- **AUFGABE 1**: Liste alle römischen Ziffern auf, mit denen der Tenor der Gerichtsentscheidung gegliedert ist.

- **VORLIEGENDER TEXT**:
Verfahrensgang

AG Berlin-Charlottenburg (Beschluss vom 06.09.2016; Aktenzeichen 62 VI 796/15)

 

Tenor

I. Auf die Beschwerde des Beschwerdeführers wird der Beschluss des Amtsgerichts Charlottenburg vom 06.09.2016 - 62 VI 796/15 - wie folgt abgeändert:

Der Antrag des Antragstellers vom 02.08.2016 auf Erteilung eines Erbscheins wird zurückgewiesen.

II. Eine Erstattung außergerichtlicher Kosten findet nicht statt. Von der Erhebung von Gerichtskosten wird abgesehen.

III. Der Verfahrenswert für das Beschwerdeverfahren wird auf bis 550.000,- Euro festgesetzt.

IV. Die Rechtsbeschwerde wird nicht zugelassen.

- **AUFGABE 2**: Ändere in den Datensätzen die Zeilen zwischen der Zeile mit „search: sky“ und dem Ende der Datensätze, beide eingeschlossen, indem du „integers only“ durch „whole numbers only“ ersetzt, und gib nur diese Zeilen wieder.

- **Erfasste Daten**:

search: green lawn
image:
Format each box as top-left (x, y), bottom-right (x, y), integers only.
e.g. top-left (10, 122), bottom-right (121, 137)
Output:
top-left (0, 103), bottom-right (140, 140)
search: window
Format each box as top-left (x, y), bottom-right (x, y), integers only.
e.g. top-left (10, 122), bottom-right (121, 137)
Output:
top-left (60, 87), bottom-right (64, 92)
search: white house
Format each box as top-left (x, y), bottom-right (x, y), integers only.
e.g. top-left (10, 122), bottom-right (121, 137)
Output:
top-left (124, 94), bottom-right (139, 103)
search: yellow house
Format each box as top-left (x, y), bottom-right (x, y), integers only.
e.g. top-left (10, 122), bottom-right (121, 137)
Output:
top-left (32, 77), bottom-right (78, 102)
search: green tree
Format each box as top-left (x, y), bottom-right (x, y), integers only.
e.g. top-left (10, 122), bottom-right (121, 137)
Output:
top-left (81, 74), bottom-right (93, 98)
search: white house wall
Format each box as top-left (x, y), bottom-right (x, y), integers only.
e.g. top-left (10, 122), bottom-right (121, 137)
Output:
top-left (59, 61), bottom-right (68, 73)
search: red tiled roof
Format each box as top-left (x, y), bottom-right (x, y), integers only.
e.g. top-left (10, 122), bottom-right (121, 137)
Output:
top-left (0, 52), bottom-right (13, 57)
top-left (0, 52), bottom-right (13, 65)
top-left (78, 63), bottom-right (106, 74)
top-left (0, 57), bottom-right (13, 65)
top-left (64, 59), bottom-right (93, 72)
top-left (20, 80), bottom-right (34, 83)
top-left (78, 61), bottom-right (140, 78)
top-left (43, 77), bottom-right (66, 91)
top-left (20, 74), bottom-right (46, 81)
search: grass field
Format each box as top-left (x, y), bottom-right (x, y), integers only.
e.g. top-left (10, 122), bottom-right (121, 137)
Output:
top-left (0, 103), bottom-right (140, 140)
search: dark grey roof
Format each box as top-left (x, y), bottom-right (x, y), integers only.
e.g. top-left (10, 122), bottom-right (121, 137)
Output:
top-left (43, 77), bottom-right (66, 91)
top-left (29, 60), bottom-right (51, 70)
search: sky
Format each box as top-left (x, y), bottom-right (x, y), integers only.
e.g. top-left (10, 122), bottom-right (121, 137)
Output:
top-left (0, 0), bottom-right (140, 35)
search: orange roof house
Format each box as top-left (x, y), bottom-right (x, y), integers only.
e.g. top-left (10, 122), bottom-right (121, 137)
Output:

- **VOLLSTÄNDIGE ANTWORT 1**: I., II., III., IV.

- **VOLLSTÄNDIGE ANTWORT 2**:
search: sky
Format each box as top-left (x, y), bottom-right (x, y), whole numbers only.
e.g. top-left (10, 122), bottom-right (121, 137)
Output:
top-left (0, 0), bottom-right (140, 35)
search: orange roof house
Format each box as top-left (x, y), bottom-right (x, y), whole numbers only.
e.g. top-left (10, 122), bottom-right (121, 137)
Output:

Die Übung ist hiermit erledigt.